━━━━━ DATA TO USE

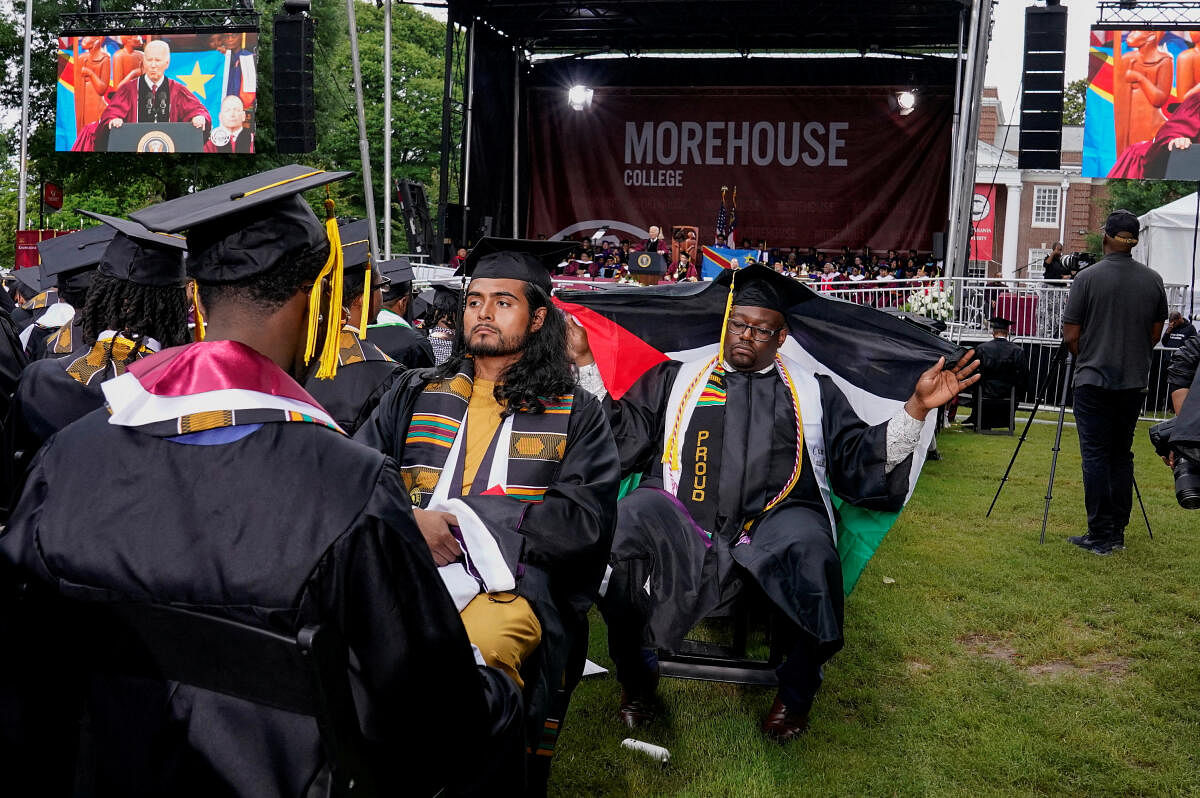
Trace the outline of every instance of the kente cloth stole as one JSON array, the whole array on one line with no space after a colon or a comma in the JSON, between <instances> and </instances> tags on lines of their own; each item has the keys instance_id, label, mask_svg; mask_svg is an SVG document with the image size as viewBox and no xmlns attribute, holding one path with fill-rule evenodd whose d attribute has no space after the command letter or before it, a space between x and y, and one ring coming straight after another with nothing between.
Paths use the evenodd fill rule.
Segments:
<instances>
[{"instance_id":1,"label":"kente cloth stole","mask_svg":"<svg viewBox=\"0 0 1200 798\"><path fill-rule=\"evenodd\" d=\"M472 372L462 371L449 379L431 380L416 397L400 468L414 506L428 504L455 440L464 432L473 385ZM574 400L572 395L550 397L542 400L546 408L542 413L516 413L505 419L475 472L470 493L480 494L493 487L490 475L499 473L504 474L503 487L508 496L522 502L541 502L566 452L566 428ZM452 466L451 497L462 494L464 455L460 451Z\"/></svg>"},{"instance_id":2,"label":"kente cloth stole","mask_svg":"<svg viewBox=\"0 0 1200 798\"><path fill-rule=\"evenodd\" d=\"M715 360L715 359L714 359ZM792 400L792 412L796 416L796 460L791 475L784 488L763 506L762 511L743 520L745 533L760 516L774 509L787 498L799 481L804 464L804 422L800 416L800 401L796 382L784 361L776 355L775 371L787 386ZM720 362L701 371L696 383L708 374L703 389L689 385L683 395L683 407L677 410L677 419L685 422L686 432L679 442L679 474L676 497L684 505L692 520L704 530L709 539L716 530L716 514L720 502L719 486L721 481L721 452L725 444L725 370ZM685 413L691 403L691 412ZM686 418L685 418L686 416ZM744 540L749 540L743 534Z\"/></svg>"},{"instance_id":3,"label":"kente cloth stole","mask_svg":"<svg viewBox=\"0 0 1200 798\"><path fill-rule=\"evenodd\" d=\"M150 354L150 352L151 349L146 349L124 335L115 335L97 341L86 354L72 360L67 366L67 373L80 385L88 385L97 374L104 373L108 364L113 364L113 377L120 377L131 362Z\"/></svg>"},{"instance_id":4,"label":"kente cloth stole","mask_svg":"<svg viewBox=\"0 0 1200 798\"><path fill-rule=\"evenodd\" d=\"M396 362L374 347L364 347L362 340L359 337L355 328L342 328L342 337L338 341L337 349L337 365L349 366L350 364L362 362L365 360L389 360L391 362Z\"/></svg>"}]
</instances>

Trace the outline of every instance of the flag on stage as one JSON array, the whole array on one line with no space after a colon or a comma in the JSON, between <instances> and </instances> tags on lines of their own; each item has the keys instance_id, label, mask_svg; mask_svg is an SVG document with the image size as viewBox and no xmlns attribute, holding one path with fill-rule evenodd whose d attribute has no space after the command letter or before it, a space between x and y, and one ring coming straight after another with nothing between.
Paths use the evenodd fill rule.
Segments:
<instances>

━━━━━━━━━━

STATED GOAL —
Rewrite all of the rows above, replacing "Segments" with "Regions" and leaving everything else unchanged. Leave the pictures out.

RESPONSE BELOW —
Trace the outline of every instance of the kente cloth stole as one JSON array, the whole array on one line with no space after a colon or a comma in the JSON, between <instances> and </instances> tags on lines of their own; each item has the keys instance_id, label, mask_svg; mask_svg is an SVG document with the image size as viewBox and no xmlns attribute, holding one path with fill-rule evenodd whose d attribute has no space after the command letter or before it, a space between x and y, and one ring coming straight after another with nothing between.
Paths use the evenodd fill rule.
Regions:
<instances>
[{"instance_id":1,"label":"kente cloth stole","mask_svg":"<svg viewBox=\"0 0 1200 798\"><path fill-rule=\"evenodd\" d=\"M472 372L462 371L449 379L431 380L416 397L400 468L414 506L428 504L455 440L464 432L473 385ZM574 400L572 395L550 397L542 400L546 408L542 413L516 413L505 419L475 472L470 493L480 494L493 487L490 475L499 473L504 474L503 487L508 496L522 502L541 502L566 452L566 428ZM452 466L451 497L462 494L464 455L460 451Z\"/></svg>"},{"instance_id":2,"label":"kente cloth stole","mask_svg":"<svg viewBox=\"0 0 1200 798\"><path fill-rule=\"evenodd\" d=\"M715 360L715 359L714 359ZM792 400L792 412L796 416L796 460L791 475L784 488L763 506L762 511L743 520L745 533L760 516L774 509L787 498L799 481L804 464L804 422L800 416L800 401L796 382L784 361L776 355L775 371L787 386ZM720 362L701 371L696 383L708 374L703 389L689 385L683 395L683 407L677 410L677 419L685 422L686 432L679 442L679 474L676 497L684 505L692 520L704 530L709 539L716 530L716 514L720 502L719 486L721 481L721 452L725 444L725 370ZM685 413L691 403L691 412ZM686 418L685 418L686 416ZM744 540L749 540L743 534Z\"/></svg>"},{"instance_id":3,"label":"kente cloth stole","mask_svg":"<svg viewBox=\"0 0 1200 798\"><path fill-rule=\"evenodd\" d=\"M150 354L150 352L151 349L146 349L124 335L115 335L97 341L86 354L72 360L67 366L67 373L80 385L88 385L97 374L104 373L108 364L113 364L113 377L120 377L131 362Z\"/></svg>"},{"instance_id":4,"label":"kente cloth stole","mask_svg":"<svg viewBox=\"0 0 1200 798\"><path fill-rule=\"evenodd\" d=\"M396 362L374 347L364 347L362 340L359 337L355 328L342 328L342 337L338 341L337 349L337 365L349 366L350 364L362 362L365 360L389 360L391 362Z\"/></svg>"}]
</instances>

Trace the outline of every instance of the flag on stage as one JSON array, the whole array on one line with no space after a colon or a comma in the JSON, between <instances> and </instances> tags on lines of their own; each item has the keys instance_id, label, mask_svg; mask_svg is an SVG document with the image size as viewBox and no xmlns attribute, holding one path with fill-rule evenodd whose d attribute has no space after the command letter or before it, a space between x and y, and one ring coming straight after another with nothing between.
Paths use the evenodd fill rule.
Regions:
<instances>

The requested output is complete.